DATASET EXCERPTS:
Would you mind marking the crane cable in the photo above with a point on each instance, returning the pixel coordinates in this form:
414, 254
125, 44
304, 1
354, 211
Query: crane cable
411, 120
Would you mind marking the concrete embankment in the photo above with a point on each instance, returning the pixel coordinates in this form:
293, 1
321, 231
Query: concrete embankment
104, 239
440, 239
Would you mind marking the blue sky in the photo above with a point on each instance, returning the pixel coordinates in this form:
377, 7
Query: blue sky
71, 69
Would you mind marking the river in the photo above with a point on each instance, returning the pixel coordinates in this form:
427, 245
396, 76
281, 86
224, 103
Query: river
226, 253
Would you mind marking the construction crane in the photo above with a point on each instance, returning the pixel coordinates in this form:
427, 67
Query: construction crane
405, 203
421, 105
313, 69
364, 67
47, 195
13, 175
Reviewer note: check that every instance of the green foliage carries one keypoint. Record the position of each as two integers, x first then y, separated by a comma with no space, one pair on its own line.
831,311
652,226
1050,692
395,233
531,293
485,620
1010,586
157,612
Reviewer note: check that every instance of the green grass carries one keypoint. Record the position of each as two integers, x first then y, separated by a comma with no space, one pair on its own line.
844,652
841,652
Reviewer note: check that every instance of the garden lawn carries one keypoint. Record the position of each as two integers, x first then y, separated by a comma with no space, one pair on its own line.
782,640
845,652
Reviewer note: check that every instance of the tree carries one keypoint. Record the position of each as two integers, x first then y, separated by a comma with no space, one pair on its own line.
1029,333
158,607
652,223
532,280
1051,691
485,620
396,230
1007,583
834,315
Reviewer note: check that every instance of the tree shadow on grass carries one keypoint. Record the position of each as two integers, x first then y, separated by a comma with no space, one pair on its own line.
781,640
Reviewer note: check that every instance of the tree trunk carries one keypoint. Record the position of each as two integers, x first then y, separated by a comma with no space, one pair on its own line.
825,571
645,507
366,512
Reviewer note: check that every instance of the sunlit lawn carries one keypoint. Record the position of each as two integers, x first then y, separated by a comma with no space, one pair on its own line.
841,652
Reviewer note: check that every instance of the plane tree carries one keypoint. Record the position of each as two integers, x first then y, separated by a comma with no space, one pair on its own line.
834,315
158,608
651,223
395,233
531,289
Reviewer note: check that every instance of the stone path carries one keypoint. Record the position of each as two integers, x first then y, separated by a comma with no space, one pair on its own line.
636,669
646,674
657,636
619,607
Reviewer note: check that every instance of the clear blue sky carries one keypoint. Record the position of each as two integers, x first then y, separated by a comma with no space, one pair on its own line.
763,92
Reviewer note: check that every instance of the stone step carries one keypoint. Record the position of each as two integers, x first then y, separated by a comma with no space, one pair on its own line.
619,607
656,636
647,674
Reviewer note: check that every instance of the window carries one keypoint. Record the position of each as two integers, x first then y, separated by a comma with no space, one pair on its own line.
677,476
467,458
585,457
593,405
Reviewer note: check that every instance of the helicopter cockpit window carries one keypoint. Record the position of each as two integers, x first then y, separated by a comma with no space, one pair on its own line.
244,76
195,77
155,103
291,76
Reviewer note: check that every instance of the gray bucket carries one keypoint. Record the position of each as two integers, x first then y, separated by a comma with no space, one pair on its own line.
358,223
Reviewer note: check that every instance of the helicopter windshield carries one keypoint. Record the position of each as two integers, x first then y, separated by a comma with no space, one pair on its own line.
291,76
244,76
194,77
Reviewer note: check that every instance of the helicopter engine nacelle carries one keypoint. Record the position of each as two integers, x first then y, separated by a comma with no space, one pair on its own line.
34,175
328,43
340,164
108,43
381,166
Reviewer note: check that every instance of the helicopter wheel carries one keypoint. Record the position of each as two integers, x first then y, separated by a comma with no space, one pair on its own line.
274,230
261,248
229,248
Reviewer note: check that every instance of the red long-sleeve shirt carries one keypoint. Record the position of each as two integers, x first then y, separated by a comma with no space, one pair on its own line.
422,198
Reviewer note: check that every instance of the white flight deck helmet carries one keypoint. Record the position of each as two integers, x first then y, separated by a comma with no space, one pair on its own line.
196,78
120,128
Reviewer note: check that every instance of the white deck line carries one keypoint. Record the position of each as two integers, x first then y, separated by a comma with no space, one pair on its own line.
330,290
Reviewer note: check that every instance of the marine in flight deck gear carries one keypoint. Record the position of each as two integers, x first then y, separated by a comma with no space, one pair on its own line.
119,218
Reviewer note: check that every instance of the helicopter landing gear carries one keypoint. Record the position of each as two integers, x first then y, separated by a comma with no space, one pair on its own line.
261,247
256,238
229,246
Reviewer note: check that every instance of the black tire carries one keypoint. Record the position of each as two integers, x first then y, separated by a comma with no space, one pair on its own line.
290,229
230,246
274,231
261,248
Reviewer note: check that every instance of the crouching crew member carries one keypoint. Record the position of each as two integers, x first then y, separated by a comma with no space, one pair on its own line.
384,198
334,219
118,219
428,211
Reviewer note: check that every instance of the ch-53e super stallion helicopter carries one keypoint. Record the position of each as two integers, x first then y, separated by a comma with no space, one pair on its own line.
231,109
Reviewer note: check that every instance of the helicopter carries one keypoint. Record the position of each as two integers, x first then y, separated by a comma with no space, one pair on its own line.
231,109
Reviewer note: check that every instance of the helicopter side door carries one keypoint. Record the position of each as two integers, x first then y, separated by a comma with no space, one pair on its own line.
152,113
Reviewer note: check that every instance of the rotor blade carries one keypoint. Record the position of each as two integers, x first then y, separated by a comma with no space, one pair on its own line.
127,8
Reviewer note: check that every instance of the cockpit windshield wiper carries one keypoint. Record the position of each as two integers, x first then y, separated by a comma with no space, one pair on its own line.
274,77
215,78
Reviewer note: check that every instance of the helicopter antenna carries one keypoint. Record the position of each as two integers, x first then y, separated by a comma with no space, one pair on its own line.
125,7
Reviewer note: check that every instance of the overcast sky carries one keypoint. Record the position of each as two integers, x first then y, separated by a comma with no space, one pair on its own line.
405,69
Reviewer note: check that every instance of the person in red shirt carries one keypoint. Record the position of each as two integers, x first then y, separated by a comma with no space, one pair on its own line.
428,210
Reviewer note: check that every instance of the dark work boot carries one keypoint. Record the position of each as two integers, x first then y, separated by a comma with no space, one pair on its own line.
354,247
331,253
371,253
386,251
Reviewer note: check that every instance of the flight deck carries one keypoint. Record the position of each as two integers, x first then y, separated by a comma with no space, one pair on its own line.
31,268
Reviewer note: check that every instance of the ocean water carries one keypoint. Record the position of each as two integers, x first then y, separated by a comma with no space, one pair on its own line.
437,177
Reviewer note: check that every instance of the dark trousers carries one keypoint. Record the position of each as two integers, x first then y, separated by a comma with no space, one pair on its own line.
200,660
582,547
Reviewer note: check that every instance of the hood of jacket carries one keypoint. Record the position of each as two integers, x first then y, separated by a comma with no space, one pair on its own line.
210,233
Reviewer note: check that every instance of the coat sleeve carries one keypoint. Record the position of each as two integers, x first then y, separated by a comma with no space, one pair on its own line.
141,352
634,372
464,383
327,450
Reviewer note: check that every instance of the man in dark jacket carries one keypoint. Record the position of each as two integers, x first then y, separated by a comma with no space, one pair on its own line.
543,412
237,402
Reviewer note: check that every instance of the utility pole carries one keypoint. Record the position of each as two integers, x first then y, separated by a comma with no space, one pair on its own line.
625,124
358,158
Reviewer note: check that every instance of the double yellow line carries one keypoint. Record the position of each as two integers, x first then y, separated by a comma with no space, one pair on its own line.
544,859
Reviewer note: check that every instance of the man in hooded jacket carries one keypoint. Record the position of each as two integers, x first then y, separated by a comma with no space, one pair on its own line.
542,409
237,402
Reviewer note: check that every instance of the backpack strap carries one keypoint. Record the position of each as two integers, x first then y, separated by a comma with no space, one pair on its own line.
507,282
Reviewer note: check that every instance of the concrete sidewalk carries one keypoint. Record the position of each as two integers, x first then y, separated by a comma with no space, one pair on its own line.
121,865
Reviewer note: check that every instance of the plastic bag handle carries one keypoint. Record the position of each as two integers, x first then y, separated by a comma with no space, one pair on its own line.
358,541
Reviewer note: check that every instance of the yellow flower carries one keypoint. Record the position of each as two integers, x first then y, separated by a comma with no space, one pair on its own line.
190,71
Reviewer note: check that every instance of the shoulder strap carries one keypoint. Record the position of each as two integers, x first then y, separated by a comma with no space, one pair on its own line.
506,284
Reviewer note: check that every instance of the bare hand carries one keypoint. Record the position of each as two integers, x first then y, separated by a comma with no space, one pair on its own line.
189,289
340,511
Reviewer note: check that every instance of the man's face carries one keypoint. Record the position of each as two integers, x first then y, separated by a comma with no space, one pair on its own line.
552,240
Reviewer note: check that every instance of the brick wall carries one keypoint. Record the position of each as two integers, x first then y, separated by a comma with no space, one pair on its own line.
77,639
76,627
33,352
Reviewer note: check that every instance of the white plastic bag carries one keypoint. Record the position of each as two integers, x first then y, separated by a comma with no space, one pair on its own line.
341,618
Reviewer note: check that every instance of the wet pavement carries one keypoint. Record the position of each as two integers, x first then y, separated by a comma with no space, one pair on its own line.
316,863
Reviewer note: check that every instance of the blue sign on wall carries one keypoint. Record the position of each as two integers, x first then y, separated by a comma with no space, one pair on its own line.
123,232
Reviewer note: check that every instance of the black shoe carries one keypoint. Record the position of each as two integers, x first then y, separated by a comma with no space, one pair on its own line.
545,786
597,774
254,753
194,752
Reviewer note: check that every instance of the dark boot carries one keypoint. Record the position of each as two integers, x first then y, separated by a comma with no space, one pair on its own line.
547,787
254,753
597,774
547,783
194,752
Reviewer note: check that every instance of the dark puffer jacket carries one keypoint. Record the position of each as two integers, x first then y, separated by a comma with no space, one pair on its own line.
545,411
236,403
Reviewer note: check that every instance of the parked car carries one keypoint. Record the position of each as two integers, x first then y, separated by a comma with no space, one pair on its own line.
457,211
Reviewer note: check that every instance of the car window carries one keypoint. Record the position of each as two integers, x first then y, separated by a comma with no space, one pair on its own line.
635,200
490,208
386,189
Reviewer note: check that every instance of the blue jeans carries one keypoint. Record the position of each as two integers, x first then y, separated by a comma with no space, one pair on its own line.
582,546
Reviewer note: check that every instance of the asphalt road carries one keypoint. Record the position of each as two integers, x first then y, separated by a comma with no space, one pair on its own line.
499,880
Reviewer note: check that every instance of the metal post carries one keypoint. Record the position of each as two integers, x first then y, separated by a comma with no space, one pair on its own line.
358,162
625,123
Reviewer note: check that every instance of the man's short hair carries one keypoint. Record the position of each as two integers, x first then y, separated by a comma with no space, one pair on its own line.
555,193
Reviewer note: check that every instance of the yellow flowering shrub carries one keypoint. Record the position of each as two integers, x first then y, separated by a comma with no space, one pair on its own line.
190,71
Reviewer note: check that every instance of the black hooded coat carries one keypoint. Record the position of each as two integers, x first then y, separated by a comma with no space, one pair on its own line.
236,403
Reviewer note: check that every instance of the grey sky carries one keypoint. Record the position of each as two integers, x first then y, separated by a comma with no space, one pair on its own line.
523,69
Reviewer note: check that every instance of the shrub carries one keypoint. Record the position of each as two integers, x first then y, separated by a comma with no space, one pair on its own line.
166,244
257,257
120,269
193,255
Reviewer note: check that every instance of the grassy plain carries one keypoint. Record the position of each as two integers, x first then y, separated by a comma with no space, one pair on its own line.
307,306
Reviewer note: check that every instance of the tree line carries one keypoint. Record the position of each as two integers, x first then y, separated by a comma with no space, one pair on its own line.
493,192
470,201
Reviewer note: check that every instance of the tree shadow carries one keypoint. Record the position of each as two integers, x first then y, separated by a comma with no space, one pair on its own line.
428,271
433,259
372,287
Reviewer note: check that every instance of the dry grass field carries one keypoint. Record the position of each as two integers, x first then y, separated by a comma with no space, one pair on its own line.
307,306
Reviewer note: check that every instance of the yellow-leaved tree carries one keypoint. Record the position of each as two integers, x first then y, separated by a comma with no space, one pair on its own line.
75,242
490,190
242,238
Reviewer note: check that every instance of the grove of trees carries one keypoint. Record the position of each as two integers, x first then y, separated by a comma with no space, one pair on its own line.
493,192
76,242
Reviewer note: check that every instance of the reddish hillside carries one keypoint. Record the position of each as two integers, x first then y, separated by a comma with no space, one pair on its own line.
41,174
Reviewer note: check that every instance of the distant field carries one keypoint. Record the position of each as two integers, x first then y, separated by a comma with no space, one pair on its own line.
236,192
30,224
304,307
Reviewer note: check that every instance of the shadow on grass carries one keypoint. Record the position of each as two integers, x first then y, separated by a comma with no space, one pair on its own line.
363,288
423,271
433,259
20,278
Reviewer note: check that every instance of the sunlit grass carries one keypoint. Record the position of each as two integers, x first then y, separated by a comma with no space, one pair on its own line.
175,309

SET EXERCISE:
Above are the records; copy exactly the lines from the one with "Reviewer note: check that every instance of the grove" through the final line.

FULL SOLUTION:
Reviewer note: check that every instance of the grove of trees carries one keypoint. Record the position of each as two integers, x first then y, separated by a comma with no space, one pair on its own line.
493,192
76,242
Reviewer note: check that every instance of the reddish hillside carries one keypoint. Record the position of each as two integers, x first then y, separated by a comma with no space, one pair on its own line.
41,174
Reviewer note: check that every instance of the distant field carries one keypoint. Record the position of each as two integers, x first then y, separated by a comma with no space, one pair on its own line.
236,192
30,224
304,307
Reviewer note: check that every instance of the shadow on grass carries one keypoint. Record the position of each as two integers, x first then y, separated by a comma with no space, one pair on its own line.
363,288
423,271
433,259
20,278
Reviewer note: check that every instance of the sunlit grass carries one keypoint. Record the position of each as two integers, x first then y, separated by a comma with no space, one pair on its own line.
175,309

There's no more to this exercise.